YOUR OBJECTIVE: Below are some records. Quote exactly the lines from the one that contains "Query: grass clump on roadside" through the last, both included, and leave out the pictures.

Data excerpts:

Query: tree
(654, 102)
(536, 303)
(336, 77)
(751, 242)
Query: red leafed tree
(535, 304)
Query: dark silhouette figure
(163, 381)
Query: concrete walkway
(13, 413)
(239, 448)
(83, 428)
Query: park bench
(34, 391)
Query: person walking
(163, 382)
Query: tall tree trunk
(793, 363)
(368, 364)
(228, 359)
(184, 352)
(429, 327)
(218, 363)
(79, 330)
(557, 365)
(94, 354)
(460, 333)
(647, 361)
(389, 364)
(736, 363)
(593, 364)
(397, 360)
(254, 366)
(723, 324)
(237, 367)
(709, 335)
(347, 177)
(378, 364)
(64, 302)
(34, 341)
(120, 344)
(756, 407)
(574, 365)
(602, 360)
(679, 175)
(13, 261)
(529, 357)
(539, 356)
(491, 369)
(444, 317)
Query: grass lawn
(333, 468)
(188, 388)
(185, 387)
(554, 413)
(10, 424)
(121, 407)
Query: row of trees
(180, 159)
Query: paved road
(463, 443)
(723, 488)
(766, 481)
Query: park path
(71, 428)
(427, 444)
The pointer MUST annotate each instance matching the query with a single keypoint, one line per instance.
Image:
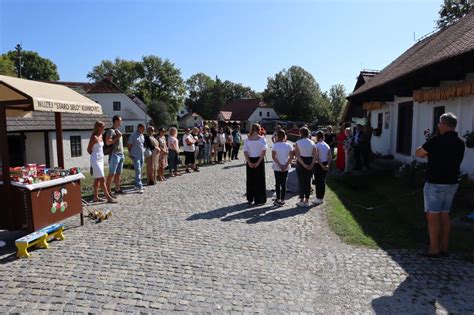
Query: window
(117, 106)
(437, 112)
(76, 148)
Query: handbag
(148, 152)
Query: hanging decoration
(372, 105)
(465, 88)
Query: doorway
(405, 128)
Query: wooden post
(59, 139)
(5, 166)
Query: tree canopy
(33, 66)
(295, 94)
(207, 96)
(156, 81)
(6, 66)
(453, 10)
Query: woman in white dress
(95, 149)
(255, 147)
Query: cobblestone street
(191, 244)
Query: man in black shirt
(445, 153)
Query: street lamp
(18, 49)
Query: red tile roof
(452, 41)
(104, 86)
(244, 108)
(226, 115)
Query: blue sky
(240, 40)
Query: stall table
(31, 207)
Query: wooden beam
(5, 168)
(59, 139)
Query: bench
(38, 239)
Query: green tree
(199, 87)
(6, 66)
(33, 66)
(125, 73)
(337, 98)
(160, 114)
(453, 10)
(160, 80)
(295, 94)
(235, 91)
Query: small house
(190, 120)
(434, 76)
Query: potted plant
(469, 138)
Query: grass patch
(399, 222)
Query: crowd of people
(310, 156)
(157, 150)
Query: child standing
(321, 167)
(282, 154)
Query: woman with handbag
(152, 152)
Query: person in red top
(341, 159)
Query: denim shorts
(115, 163)
(439, 197)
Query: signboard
(46, 105)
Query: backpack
(108, 148)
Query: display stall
(33, 196)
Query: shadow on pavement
(432, 286)
(218, 213)
(278, 215)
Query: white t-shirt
(282, 150)
(323, 150)
(305, 146)
(188, 147)
(254, 148)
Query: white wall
(34, 146)
(463, 108)
(83, 161)
(265, 111)
(131, 114)
(381, 144)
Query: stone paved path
(191, 245)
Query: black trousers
(357, 157)
(228, 150)
(304, 178)
(235, 151)
(280, 184)
(320, 178)
(256, 186)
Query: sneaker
(318, 201)
(301, 204)
(430, 256)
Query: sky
(243, 41)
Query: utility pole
(18, 49)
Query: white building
(33, 139)
(190, 120)
(433, 77)
(114, 102)
(247, 112)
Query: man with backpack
(114, 148)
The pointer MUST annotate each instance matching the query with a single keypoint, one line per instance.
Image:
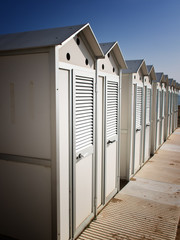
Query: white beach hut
(156, 112)
(47, 132)
(147, 112)
(108, 122)
(132, 117)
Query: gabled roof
(166, 79)
(170, 81)
(160, 77)
(134, 66)
(114, 46)
(106, 47)
(151, 72)
(48, 37)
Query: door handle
(80, 156)
(110, 142)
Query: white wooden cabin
(170, 95)
(168, 104)
(166, 108)
(132, 117)
(148, 112)
(176, 93)
(162, 109)
(47, 132)
(156, 112)
(108, 122)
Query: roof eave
(118, 54)
(144, 68)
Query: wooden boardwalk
(148, 207)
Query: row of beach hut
(76, 119)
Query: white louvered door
(138, 127)
(148, 107)
(111, 134)
(83, 147)
(139, 108)
(147, 125)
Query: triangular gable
(151, 72)
(49, 37)
(136, 65)
(114, 46)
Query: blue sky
(148, 29)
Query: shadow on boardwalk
(147, 207)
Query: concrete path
(148, 207)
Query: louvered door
(83, 171)
(138, 118)
(111, 134)
(148, 107)
(139, 100)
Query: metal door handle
(79, 156)
(110, 142)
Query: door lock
(110, 142)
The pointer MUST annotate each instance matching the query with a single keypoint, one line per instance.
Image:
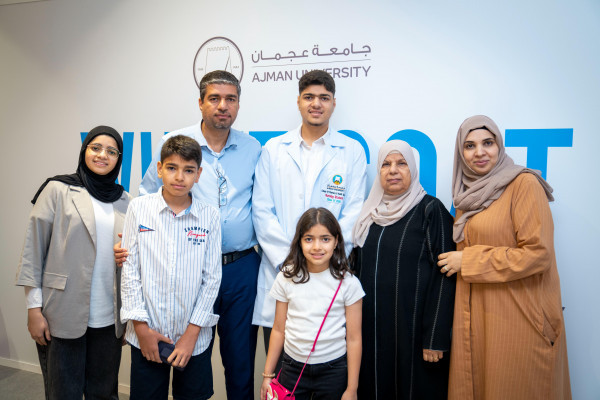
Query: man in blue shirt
(229, 158)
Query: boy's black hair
(184, 146)
(316, 77)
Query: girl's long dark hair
(294, 265)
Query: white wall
(69, 65)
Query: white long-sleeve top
(173, 272)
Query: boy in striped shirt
(171, 279)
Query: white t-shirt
(102, 311)
(307, 305)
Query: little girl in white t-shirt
(304, 289)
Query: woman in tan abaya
(508, 333)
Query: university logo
(218, 53)
(196, 234)
(145, 229)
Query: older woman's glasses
(98, 149)
(222, 182)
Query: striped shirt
(173, 272)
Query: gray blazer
(59, 255)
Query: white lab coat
(278, 201)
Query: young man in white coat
(310, 166)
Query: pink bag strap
(318, 333)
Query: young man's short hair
(316, 77)
(219, 77)
(183, 146)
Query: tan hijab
(473, 193)
(384, 209)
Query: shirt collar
(325, 139)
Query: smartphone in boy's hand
(165, 349)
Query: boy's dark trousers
(150, 380)
(237, 335)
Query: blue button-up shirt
(236, 162)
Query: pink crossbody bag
(279, 392)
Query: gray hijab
(384, 209)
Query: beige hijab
(384, 209)
(473, 193)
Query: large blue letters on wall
(537, 142)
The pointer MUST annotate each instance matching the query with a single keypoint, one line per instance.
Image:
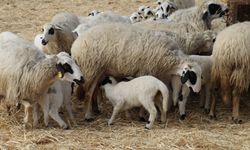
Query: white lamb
(140, 91)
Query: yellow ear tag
(59, 74)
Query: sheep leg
(55, 115)
(176, 85)
(213, 104)
(92, 93)
(142, 114)
(150, 107)
(207, 101)
(116, 110)
(27, 109)
(236, 103)
(68, 106)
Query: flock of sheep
(153, 58)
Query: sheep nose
(79, 82)
(44, 42)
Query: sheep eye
(214, 40)
(68, 68)
(51, 31)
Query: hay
(196, 132)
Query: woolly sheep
(57, 35)
(27, 74)
(181, 92)
(58, 94)
(140, 91)
(127, 51)
(102, 18)
(230, 71)
(201, 16)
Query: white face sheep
(122, 55)
(27, 73)
(230, 71)
(140, 91)
(136, 17)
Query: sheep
(140, 91)
(168, 8)
(27, 74)
(58, 94)
(94, 13)
(194, 19)
(135, 17)
(148, 13)
(57, 35)
(128, 51)
(181, 92)
(230, 70)
(203, 14)
(102, 18)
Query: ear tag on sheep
(59, 74)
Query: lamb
(27, 74)
(140, 91)
(135, 17)
(230, 70)
(181, 92)
(194, 19)
(58, 94)
(128, 51)
(57, 35)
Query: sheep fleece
(124, 49)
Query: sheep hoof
(212, 117)
(89, 119)
(142, 119)
(206, 110)
(183, 117)
(237, 121)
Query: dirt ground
(26, 17)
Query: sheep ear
(192, 77)
(205, 15)
(184, 78)
(60, 69)
(57, 27)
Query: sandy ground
(196, 132)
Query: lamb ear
(57, 27)
(205, 15)
(192, 77)
(60, 69)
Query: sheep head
(49, 33)
(68, 69)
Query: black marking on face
(68, 68)
(51, 31)
(205, 15)
(214, 8)
(189, 75)
(60, 68)
(106, 81)
(168, 8)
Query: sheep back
(231, 53)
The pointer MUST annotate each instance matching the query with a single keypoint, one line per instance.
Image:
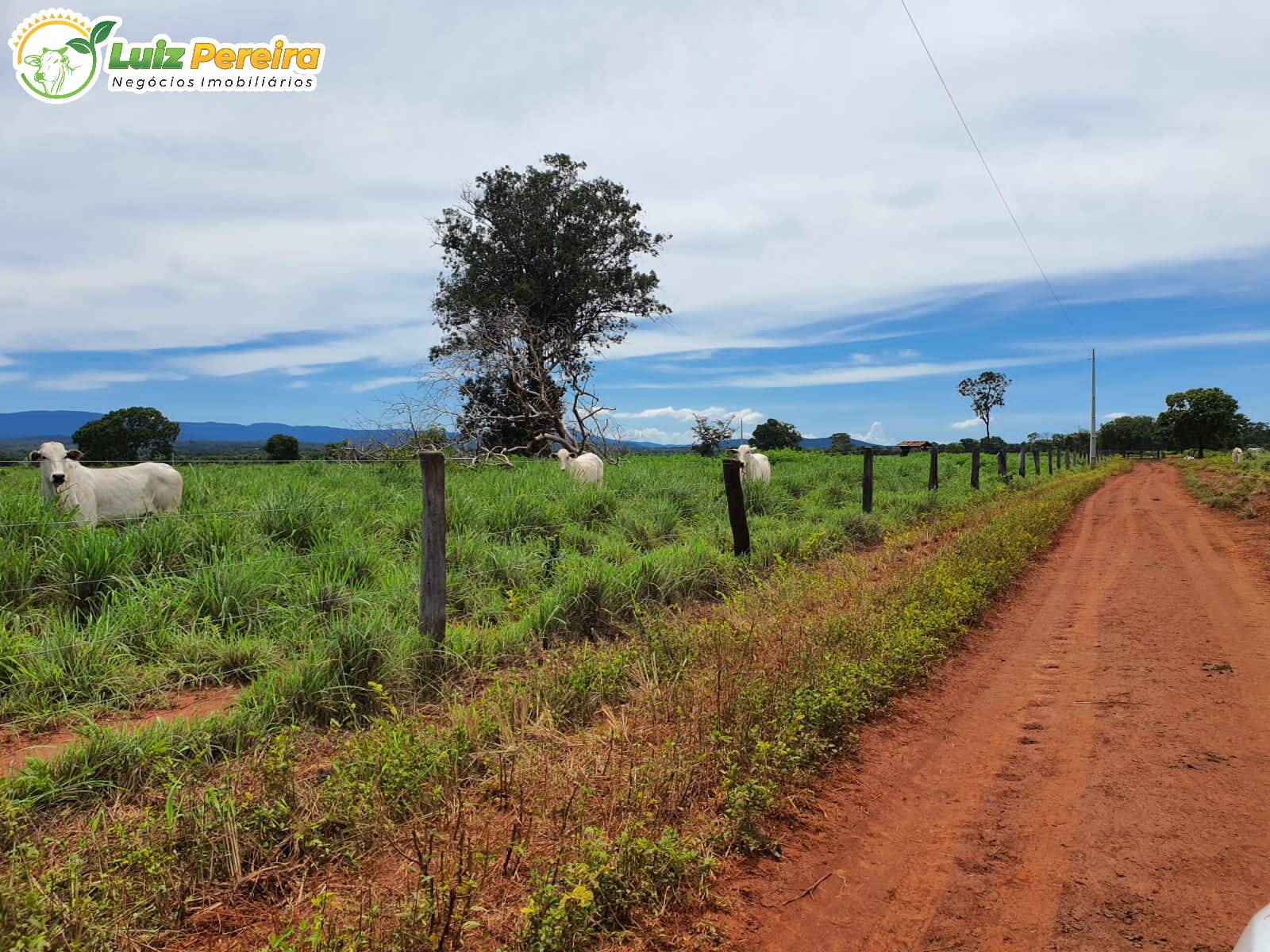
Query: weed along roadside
(539, 803)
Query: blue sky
(838, 260)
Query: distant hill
(40, 425)
(60, 424)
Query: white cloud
(652, 435)
(1113, 156)
(381, 382)
(395, 347)
(879, 374)
(876, 433)
(686, 414)
(99, 380)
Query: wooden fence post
(867, 489)
(736, 507)
(432, 568)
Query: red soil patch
(1089, 774)
(17, 748)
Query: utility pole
(1094, 429)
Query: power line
(987, 168)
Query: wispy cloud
(381, 382)
(99, 380)
(876, 433)
(393, 347)
(882, 372)
(686, 414)
(1147, 343)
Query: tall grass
(264, 564)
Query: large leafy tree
(1130, 433)
(840, 444)
(495, 416)
(1202, 416)
(776, 435)
(986, 393)
(708, 435)
(281, 446)
(543, 273)
(1255, 435)
(129, 435)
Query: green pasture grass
(267, 564)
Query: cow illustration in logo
(55, 54)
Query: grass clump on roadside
(1219, 482)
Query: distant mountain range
(40, 425)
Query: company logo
(59, 54)
(56, 54)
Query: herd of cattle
(131, 492)
(137, 490)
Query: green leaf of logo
(102, 31)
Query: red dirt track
(1091, 772)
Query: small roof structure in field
(907, 446)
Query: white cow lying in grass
(584, 467)
(105, 494)
(755, 466)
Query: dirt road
(1092, 772)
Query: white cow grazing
(584, 467)
(106, 494)
(755, 466)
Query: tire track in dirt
(1076, 778)
(18, 748)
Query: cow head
(52, 463)
(52, 67)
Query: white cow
(105, 494)
(755, 466)
(584, 467)
(52, 69)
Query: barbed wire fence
(433, 584)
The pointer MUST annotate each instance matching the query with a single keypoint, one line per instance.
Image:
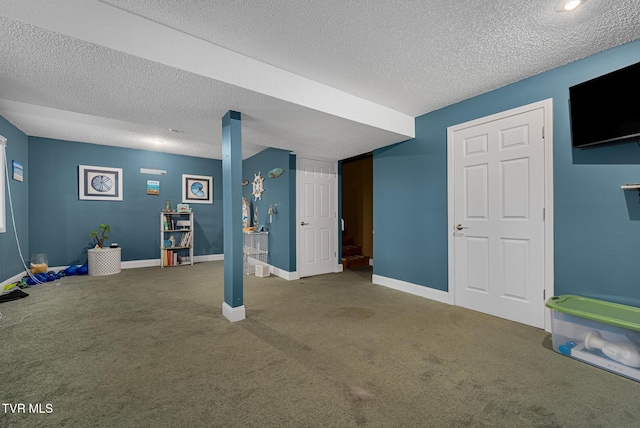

FINAL ANSWER:
Query: grass clump on roadside
(1219, 482)
Query: distant mountain range
(40, 425)
Query: company logo
(59, 54)
(56, 54)
Query: herd of cattle
(131, 492)
(137, 490)
Query: green leaf of logo
(102, 31)
Query: red dirt track
(1091, 772)
Query: small roof structure in field
(907, 446)
Query: white cow lying in grass
(584, 467)
(105, 494)
(755, 466)
Query: dirt road
(1092, 772)
Query: white cow grazing
(584, 467)
(106, 494)
(755, 466)
Query: tire track in dirt
(1076, 778)
(18, 748)
Query: cow head
(52, 463)
(52, 67)
Query: white cow
(105, 494)
(755, 466)
(584, 467)
(52, 69)
Query: barbed wire fence
(433, 584)
The pointer MUST annotate each instance matching the query with a single keypoint, one line per instance.
Image:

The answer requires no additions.